For our dataset, having 10 overviews works well, as the lowest overview level fits neatly within a single 256x256 tile. You can check the sizes of images at different overview levels using the gdalinfo tool.

gdalinfo -json M_30FN2_cog.tif
-------------------
 "overviews":[
	{
	  "size":[
		7680,
		5632
	  ]
	},
	{
	  "size":[
		3840,
		2816
	  ]
	},
	{
	  "size":[
		1920,
		1408
	  ]
	},
	.....

Web Optimization

To squeeze out a bit more performance, we can align the dataset precisely with the tiling scheme. This can be achieved by using the --aligned-levels flag with rio-cogeo when creating the COG. Aligned levels refer to the number of overview levels where the GeoTIFF tiles perfectly match the tiles defined in the tiling scheme.

However, there's a catch: setting too many aligned levels can introduce a significant "nodata" border around the dataset. This is especially problematic when using multiple COGs through a .vrt file. If there's too much overlap, CTOD/GDAL will need to fetch multiple tiles from all overlapping files and merge them, which can slow things down.

Here's an example of how much nodata (highlighted in red) can be added when setting aligned levels to 8.

alligned levels 8 resulting in humongous extra request to COG files because of overlap

With aligned levels 2 we have a middle ground between aligning and added nodata around the data

alligned levels 2

Challenges

Of course, no project is without its hiccups.

Incorrect Heights

After creating some test COGs and requesting the terrain through CTOD, we noticed something odd: floating houses and trees! It looked like a scene straight out of a surreal sci-fi movie. Clearly, something was off with the height data...

■ ■ ■ ■

> _What this exercise asks_:
a) In the COG terrain passage, which rio-cogeo flag aligns the dataset with the tiling scheme?
b) Extract the COG terrain passage between "With aligned levels" and "without its hiccups.", inclusive.
The material from here on comes from a separate source.

> _Data excerpt_:
■ ■ ■ ■

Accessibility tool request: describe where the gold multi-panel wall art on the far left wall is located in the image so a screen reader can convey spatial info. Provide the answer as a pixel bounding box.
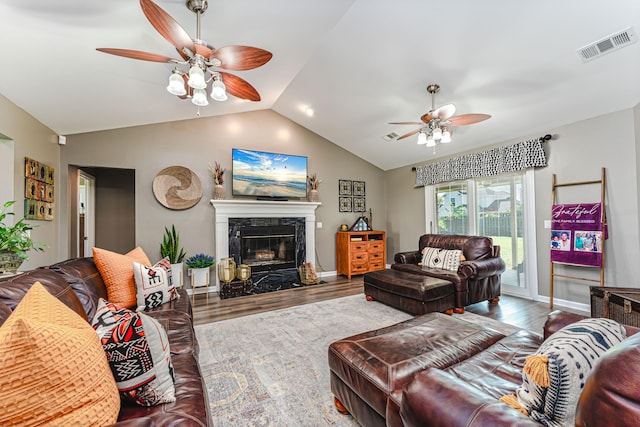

■ ■ ■ ■

> _Task-by-task solutions_:
a) The --aligned-levels flag.

b)
With aligned levels 2 we have a middle ground between aligning and added nodata around the data

alligned levels 2

Challenges

Of course, no project is without its hiccups.